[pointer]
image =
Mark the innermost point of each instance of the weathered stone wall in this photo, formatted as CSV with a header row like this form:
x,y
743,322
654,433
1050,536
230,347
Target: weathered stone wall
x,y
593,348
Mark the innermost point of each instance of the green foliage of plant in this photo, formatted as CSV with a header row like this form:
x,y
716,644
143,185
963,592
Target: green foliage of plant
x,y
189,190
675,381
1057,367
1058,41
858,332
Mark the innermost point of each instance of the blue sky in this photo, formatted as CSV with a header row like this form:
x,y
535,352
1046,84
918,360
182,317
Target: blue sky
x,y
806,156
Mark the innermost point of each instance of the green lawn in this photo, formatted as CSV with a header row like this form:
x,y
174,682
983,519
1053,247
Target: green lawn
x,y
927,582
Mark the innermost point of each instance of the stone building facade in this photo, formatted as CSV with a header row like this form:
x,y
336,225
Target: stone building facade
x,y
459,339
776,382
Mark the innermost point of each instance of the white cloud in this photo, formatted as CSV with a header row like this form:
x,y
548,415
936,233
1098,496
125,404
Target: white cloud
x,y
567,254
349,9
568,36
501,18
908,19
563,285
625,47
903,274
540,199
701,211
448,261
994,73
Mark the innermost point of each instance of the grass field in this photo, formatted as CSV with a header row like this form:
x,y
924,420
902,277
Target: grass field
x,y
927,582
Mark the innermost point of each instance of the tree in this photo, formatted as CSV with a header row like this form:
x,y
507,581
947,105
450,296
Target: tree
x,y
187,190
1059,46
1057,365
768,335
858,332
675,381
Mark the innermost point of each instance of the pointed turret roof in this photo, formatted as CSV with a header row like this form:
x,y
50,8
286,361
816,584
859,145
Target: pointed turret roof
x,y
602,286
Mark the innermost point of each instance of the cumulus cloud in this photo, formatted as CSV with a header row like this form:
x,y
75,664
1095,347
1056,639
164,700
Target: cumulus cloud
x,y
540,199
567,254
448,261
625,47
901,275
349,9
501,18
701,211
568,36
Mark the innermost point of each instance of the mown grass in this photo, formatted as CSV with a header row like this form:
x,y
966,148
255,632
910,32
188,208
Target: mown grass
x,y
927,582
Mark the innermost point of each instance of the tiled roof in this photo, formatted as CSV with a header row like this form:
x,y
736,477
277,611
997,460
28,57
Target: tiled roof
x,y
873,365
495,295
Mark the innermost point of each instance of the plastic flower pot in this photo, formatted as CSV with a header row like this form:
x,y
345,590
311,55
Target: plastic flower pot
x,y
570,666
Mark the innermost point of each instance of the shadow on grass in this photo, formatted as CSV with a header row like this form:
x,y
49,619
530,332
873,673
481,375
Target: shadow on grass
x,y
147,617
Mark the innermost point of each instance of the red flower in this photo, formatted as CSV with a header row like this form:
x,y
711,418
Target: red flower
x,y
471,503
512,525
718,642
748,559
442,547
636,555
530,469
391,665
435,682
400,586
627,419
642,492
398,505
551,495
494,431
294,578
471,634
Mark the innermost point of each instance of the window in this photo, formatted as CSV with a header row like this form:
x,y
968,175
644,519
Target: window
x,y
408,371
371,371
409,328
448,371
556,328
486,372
########
> _What this task involves_
Add 67 to every x and y coordinate listed under each "Target:" line in the stretch of the listing from the line containing "Mark the innermost point of each instance of the grass" through the end of the listing, both ends included. Write out that whole stretch again, with every other line and number left as it is.

> _Response to this task_
Mark the innermost point of each instance of the grass field in this photo, formatted as CSV with a header row like this form:
x,y
924,420
902,277
Target: grass field
x,y
994,649
Mark the innermost point of each instance of the tree in this photo, formatted as CSV with a header row like this form:
x,y
507,581
947,105
450,296
Target: tree
x,y
254,257
1126,113
1124,432
835,402
925,399
742,448
Mark the innermost point of each instance of the pointed turret roof in this photo, formatted as CSV with a header row like this form:
x,y
50,8
286,361
816,584
859,145
Target: pointed turret roof
x,y
669,353
Mark the innermost point of each instance of the cumulus cloud in this photo, formatted as CSV with a header row like this form:
x,y
75,664
1095,347
1056,639
164,700
Target: cumulus cloud
x,y
607,266
634,321
515,328
692,114
968,342
416,76
568,85
768,278
635,103
Mark the innermost point of each instance of the mown grass in this photo, formatted as CSV with a header row like this form:
x,y
966,148
255,632
910,32
188,208
Target: mown grass
x,y
994,649
Mark the innermost point of each instance of the tiled roof in this photo, formatted as CSV with a header row like this form:
x,y
736,477
277,611
997,460
28,57
Target: tiled roof
x,y
940,432
562,362
Mark the innermost point of each instance of the plastic flower pot in this photo, formatted as CSV with a header row like this form:
x,y
345,590
311,55
Target: plastic flower pot
x,y
637,733
Mark the innermost point of each instance of the shadow on grass in this photo, formatted as CSV with a header row like this form:
x,y
49,619
530,332
873,673
481,375
Target: shadow on grass
x,y
214,684
Mark the innermost point of each instance of the red flower in this photo, formatted as CSV with a header row like this form:
x,y
711,418
Target: red flower
x,y
538,570
579,592
785,709
815,626
509,614
703,622
597,536
458,732
502,749
467,653
694,486
709,559
465,572
618,562
561,498
361,645
538,701
Mark the innermost point of each instance of the window in this photo, formatted as CSV with a header row like this form:
x,y
968,175
644,519
Target: window
x,y
475,438
438,438
476,395
515,438
623,395
553,439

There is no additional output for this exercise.